**What is required**: Gather every line in the data below that contains the string "black", with case counting toward a match.

**Some data**:
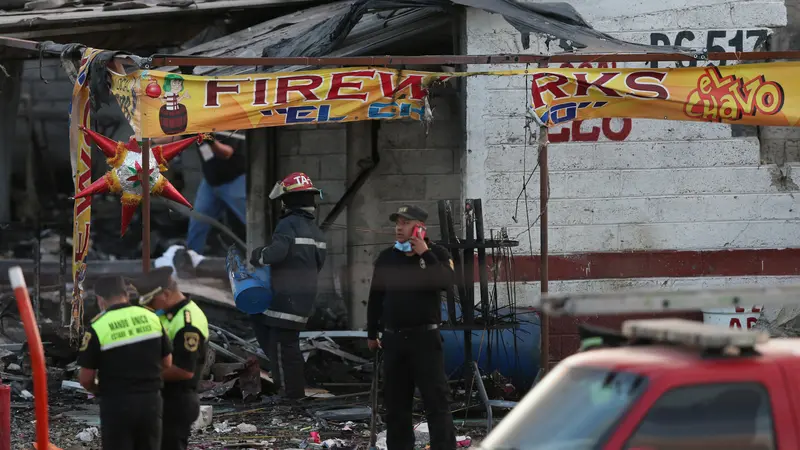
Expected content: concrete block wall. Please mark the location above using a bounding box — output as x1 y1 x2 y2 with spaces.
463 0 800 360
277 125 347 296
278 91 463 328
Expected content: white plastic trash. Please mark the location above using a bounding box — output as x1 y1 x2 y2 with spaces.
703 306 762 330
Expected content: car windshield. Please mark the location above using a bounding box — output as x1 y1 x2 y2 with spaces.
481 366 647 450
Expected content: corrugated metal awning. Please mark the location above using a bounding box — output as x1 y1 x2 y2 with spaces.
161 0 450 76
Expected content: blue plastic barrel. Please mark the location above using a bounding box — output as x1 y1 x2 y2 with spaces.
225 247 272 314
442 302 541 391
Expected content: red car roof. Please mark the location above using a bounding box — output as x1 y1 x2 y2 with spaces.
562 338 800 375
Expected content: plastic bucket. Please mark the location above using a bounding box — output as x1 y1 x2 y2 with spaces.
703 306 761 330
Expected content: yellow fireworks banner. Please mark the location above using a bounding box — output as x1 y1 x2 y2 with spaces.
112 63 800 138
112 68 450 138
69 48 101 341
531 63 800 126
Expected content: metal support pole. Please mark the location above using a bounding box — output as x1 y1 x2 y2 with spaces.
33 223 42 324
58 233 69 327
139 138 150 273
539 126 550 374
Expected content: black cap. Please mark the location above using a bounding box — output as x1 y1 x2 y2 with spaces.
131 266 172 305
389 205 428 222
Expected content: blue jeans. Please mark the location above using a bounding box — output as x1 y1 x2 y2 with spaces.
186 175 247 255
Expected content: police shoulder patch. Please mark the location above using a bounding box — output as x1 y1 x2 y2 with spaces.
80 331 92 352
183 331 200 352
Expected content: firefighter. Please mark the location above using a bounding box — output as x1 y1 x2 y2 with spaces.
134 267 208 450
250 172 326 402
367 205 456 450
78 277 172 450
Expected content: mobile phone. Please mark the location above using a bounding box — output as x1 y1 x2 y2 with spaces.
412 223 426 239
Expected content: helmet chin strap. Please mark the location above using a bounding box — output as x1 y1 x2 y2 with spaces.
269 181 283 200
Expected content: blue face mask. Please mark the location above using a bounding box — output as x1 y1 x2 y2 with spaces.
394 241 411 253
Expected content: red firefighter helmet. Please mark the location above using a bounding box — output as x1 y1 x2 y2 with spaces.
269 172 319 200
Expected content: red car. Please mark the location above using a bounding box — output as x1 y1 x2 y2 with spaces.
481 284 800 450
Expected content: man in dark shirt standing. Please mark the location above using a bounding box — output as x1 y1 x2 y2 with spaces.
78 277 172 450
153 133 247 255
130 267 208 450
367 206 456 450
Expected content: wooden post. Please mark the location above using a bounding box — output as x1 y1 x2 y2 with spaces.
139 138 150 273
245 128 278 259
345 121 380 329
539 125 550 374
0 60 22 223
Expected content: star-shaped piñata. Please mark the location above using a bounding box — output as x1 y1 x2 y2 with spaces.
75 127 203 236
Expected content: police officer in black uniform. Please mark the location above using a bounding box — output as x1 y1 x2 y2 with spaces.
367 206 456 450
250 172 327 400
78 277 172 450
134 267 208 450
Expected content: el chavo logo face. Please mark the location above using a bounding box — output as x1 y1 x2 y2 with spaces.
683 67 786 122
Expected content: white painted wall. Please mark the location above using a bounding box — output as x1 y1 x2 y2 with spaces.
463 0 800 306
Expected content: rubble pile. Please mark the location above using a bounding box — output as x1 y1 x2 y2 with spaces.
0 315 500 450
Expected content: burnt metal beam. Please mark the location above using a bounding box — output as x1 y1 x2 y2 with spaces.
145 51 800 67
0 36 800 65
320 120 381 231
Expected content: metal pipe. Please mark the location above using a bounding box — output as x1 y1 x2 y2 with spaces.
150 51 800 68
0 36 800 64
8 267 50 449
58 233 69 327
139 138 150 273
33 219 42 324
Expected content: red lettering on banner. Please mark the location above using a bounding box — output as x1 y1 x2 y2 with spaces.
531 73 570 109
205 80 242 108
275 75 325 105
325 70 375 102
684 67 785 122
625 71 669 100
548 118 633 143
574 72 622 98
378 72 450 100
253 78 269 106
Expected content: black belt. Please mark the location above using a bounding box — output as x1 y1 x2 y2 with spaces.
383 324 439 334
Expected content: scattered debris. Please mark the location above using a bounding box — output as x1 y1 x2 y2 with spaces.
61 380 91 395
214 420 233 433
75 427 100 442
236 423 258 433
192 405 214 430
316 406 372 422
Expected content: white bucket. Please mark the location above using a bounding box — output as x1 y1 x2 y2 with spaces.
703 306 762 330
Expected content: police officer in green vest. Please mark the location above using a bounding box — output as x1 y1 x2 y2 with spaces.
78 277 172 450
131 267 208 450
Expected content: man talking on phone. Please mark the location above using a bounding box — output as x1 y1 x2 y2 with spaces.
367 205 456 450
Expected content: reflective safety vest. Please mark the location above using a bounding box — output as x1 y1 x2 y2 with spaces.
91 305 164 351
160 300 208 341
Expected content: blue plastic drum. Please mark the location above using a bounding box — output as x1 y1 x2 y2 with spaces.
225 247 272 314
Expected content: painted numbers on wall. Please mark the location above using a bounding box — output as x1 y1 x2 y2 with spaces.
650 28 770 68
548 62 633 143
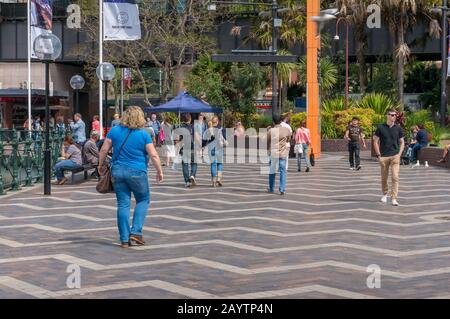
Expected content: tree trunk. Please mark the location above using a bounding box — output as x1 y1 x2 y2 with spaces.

**Exercise response**:
Expected content: black cap. Please mark the location above using a bounding box — output as x1 y1 x2 y2 with spaces.
Expected content: police officer in black uniform. Please mark the location above using a bounding box — output as x1 y1 x2 y2 with spaces.
Expected content: black belt. Please mark the location above using a bounding box — output as x1 y1 x2 y2 with spaces.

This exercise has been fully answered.